── 本文抜粋

これは したり ~笹木 砂希~

ユニークであることが、ワタシのステイタス

落ち込む気分を上げる場所

2024年02月25日 17時59分25秒 | エッセイ
 気分が落ち込んだとき、あなただったらどうする?
 10日ほど前、仕事で大きなミスをした。正確にいえば、間違えたのは別の職員だったのだが、それを見つけられなかった私も同罪というわけで、上司が解決に向けて奔走している。
 はー。
 加えて、昨日2月24日はウクライナへの軍事侵攻から丸2年。こんなに長く戦闘が続くとは思わなかった。兵士にも市民にも死傷者が増え、家族や自分が明日生きていられるかもわからない、過酷な状況に置かれたウクライナの方たちを思えば、私が抱える問題なんてちっぽけ過ぎるのだが。
「出かけようかな」
 天皇誕生日からの3連休を迎え、気晴らしに外出プランを立てた。
「そういえば写経がたまっているな」
 日記を見たら、最後に納経したのは9月26日。はや5カ月が経過している。そろそろ観音霊場巡りを再開させよう。順番でいくと、次は狭山ヶ丘駅から行かれる妙善院と松林寺。何分歩くのかと地図で場所を確認していたら、「砂川遺跡」なる文字が目に入った。
「えっ、遺跡?」

────
── データ抜粋

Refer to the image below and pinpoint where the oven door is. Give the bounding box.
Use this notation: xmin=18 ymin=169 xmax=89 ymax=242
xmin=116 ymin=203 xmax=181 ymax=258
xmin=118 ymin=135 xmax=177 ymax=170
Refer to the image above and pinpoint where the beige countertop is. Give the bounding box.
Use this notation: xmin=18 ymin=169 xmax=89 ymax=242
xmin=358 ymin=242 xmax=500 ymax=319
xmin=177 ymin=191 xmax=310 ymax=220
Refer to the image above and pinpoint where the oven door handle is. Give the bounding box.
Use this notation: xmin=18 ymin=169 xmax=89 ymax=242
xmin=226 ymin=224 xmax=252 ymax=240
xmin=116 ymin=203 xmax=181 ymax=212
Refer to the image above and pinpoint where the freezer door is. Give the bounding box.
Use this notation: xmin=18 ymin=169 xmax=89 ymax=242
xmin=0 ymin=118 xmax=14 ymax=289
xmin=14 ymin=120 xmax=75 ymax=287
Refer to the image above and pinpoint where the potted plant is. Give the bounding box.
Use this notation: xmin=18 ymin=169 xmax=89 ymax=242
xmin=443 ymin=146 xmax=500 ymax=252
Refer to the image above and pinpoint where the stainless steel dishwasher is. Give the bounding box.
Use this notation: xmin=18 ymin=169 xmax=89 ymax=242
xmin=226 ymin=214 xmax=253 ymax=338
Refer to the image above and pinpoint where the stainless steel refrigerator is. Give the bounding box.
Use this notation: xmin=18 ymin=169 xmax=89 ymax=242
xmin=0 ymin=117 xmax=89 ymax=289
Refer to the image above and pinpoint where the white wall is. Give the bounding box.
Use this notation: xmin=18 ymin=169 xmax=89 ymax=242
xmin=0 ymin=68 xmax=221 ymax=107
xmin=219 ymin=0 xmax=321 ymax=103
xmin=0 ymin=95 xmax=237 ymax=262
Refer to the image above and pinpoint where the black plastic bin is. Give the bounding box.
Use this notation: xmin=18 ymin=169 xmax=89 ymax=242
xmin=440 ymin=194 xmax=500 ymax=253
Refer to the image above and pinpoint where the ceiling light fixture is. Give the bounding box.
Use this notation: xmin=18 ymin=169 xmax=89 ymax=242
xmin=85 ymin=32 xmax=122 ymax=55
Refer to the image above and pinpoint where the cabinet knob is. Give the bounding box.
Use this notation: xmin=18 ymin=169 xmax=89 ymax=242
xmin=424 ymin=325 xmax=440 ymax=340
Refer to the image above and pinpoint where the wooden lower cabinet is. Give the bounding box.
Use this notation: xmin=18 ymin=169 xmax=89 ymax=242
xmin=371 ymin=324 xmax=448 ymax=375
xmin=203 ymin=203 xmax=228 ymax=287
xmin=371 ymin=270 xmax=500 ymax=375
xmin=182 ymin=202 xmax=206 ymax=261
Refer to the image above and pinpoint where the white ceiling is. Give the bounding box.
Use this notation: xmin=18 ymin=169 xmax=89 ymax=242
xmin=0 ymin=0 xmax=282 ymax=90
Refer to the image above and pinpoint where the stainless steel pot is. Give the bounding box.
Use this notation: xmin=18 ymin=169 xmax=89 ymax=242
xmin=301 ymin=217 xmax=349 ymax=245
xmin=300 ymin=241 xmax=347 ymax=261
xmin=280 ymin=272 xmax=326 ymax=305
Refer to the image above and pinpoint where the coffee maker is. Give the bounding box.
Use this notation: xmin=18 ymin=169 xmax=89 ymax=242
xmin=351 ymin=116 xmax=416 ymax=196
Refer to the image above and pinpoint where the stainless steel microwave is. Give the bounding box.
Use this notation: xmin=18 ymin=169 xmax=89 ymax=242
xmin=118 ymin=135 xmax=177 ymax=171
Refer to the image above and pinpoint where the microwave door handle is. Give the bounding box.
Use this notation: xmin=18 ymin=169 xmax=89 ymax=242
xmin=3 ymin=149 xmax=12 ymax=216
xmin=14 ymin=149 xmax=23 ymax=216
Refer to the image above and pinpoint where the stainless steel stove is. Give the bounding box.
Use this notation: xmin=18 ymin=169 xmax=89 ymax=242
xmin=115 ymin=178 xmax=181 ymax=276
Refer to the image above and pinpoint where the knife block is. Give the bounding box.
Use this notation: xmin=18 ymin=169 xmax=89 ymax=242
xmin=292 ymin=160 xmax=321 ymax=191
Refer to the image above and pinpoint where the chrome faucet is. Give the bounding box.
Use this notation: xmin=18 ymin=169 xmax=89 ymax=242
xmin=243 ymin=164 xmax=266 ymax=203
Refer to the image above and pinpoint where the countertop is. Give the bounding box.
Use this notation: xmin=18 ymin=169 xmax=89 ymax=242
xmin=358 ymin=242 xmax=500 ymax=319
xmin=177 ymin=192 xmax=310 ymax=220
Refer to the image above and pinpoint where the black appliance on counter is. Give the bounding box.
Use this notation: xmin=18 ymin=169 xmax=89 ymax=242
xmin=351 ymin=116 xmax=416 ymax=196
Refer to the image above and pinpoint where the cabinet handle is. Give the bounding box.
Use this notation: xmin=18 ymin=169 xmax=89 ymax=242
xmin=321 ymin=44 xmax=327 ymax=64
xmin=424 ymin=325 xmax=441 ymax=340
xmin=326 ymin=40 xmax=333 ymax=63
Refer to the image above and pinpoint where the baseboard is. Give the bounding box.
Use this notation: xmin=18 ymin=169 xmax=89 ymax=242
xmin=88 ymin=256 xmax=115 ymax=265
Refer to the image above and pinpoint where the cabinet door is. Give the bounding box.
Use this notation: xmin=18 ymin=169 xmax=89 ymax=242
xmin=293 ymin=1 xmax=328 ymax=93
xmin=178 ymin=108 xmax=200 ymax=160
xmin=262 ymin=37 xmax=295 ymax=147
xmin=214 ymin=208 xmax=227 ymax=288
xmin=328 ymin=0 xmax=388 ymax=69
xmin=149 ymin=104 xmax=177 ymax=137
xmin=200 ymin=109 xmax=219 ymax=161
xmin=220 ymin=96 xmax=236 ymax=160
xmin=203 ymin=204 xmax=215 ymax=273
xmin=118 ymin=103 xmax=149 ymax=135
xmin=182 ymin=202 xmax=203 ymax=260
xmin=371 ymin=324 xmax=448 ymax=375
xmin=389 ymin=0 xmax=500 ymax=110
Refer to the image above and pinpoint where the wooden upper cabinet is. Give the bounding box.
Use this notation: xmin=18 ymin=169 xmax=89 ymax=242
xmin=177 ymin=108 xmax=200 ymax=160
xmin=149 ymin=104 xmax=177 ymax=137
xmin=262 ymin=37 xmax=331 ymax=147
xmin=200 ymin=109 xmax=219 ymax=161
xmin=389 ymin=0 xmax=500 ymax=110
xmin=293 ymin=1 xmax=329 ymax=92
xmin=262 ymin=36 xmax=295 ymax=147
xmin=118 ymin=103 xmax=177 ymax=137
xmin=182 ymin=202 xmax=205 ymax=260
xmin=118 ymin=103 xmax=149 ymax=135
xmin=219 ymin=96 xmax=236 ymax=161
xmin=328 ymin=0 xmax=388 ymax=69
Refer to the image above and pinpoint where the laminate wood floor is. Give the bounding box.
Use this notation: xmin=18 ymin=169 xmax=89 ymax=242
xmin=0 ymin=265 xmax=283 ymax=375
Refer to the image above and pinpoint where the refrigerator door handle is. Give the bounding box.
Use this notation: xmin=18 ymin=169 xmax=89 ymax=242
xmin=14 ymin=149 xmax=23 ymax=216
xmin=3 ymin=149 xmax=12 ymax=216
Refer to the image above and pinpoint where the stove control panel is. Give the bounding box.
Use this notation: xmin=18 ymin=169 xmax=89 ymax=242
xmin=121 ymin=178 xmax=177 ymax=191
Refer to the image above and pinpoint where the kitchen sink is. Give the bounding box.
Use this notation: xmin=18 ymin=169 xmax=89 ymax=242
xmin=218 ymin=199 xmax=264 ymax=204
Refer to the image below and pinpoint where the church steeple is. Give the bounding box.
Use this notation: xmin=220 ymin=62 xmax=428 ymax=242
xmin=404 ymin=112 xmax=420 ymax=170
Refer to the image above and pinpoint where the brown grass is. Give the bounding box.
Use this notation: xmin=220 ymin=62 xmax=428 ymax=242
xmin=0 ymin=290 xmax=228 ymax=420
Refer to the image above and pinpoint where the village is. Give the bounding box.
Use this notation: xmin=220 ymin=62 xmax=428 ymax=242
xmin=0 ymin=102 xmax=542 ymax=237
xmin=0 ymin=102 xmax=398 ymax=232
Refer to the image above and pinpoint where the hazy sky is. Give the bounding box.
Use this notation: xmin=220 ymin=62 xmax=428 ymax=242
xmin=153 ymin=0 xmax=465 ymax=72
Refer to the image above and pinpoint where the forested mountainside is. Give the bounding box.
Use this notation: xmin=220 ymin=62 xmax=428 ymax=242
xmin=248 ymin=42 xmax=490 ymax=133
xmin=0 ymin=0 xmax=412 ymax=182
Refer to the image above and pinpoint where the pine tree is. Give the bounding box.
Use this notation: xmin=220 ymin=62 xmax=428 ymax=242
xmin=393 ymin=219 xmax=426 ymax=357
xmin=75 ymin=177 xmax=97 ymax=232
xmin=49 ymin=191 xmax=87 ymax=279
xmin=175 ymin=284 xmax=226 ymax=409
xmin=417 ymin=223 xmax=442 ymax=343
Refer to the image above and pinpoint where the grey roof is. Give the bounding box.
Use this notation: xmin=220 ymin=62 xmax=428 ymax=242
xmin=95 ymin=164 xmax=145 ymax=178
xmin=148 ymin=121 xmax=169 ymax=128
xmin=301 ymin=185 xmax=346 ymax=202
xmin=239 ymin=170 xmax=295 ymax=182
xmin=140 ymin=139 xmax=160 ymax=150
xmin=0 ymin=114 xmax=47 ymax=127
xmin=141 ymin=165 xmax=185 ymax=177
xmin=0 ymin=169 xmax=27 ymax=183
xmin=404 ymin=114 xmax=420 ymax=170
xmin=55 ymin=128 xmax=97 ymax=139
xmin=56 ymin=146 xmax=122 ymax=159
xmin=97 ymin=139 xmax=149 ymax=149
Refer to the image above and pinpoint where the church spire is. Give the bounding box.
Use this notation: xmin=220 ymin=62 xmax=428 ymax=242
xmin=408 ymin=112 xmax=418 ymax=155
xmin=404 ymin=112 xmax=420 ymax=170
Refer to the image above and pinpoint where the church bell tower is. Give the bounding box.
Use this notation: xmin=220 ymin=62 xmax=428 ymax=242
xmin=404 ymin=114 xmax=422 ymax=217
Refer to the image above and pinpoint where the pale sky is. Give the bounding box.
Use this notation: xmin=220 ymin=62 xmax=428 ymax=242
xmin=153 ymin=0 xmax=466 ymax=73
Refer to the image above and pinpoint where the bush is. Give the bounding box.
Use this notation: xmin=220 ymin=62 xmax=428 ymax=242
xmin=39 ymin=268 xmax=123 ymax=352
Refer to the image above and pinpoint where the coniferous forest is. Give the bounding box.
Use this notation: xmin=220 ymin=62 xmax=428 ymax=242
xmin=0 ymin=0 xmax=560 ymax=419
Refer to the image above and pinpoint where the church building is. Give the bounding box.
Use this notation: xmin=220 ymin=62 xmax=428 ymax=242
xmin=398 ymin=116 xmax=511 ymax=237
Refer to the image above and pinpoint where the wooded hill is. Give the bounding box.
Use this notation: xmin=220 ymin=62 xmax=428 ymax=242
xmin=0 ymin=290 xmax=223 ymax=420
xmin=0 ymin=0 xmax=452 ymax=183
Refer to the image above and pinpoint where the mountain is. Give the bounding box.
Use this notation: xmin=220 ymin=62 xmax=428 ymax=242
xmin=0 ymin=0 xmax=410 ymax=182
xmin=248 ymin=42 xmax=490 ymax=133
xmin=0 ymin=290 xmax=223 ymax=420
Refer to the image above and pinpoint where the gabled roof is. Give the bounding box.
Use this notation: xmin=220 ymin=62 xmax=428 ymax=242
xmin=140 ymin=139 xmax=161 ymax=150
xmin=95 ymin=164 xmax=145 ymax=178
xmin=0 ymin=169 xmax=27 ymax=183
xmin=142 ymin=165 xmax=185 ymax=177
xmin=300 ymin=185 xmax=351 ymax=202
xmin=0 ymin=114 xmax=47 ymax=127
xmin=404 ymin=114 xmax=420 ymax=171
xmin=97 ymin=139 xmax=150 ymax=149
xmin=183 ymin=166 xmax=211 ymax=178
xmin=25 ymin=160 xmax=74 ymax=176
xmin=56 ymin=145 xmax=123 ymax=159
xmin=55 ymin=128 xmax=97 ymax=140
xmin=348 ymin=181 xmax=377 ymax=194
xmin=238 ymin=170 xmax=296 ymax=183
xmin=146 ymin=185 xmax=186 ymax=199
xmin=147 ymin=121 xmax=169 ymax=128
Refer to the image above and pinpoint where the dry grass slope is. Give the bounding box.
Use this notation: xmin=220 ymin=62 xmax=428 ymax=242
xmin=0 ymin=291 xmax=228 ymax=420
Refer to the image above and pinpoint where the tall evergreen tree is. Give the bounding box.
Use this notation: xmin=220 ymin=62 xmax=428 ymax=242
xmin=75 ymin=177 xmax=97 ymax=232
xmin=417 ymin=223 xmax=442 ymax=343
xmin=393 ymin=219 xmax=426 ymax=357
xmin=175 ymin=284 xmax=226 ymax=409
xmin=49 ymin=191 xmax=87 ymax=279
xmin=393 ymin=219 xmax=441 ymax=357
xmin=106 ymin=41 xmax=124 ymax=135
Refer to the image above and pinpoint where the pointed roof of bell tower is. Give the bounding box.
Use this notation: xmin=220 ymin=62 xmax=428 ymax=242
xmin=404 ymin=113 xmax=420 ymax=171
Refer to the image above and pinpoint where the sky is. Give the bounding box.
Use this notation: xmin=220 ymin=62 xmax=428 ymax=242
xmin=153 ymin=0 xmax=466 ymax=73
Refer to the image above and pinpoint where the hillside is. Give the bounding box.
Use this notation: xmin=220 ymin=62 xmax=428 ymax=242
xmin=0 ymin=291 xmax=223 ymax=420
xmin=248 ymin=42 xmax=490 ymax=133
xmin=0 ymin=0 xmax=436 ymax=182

────

演習の課題:
- A) 本文抜粋によると、筆者が最後に納経したのはいつか。
- B) 本文抜粋の「2024年02月25日 17時59分25秒 | エッセイ」から「なんてちっぽけ過ぎるのだが。」までをすべて、一字も変えずに書き写してください。
データはここでは一切使わない。

最終結果:
- A) 9月26日

- B)
2024年02月25日 17時59分25秒 | エッセイ
 気分が落ち込んだとき、あなただったらどうする?
 10日ほど前、仕事で大きなミスをした。正確にいえば、間違えたのは別の職員だったのだが、それを見つけられなかった私も同罪というわけで、上司が解決に向けて奔走している。
 はー。
 加えて、昨日2月24日はウクライナへの軍事侵攻から丸2年。こんなに長く戦闘が続くとは思わなかった。兵士にも市民にも死傷者が増え、家族や自分が明日生きていられるかもわからない、過酷な状況に置かれたウクライナの方たちを思えば、私が抱える問題なんてちっぽけ過ぎるのだが。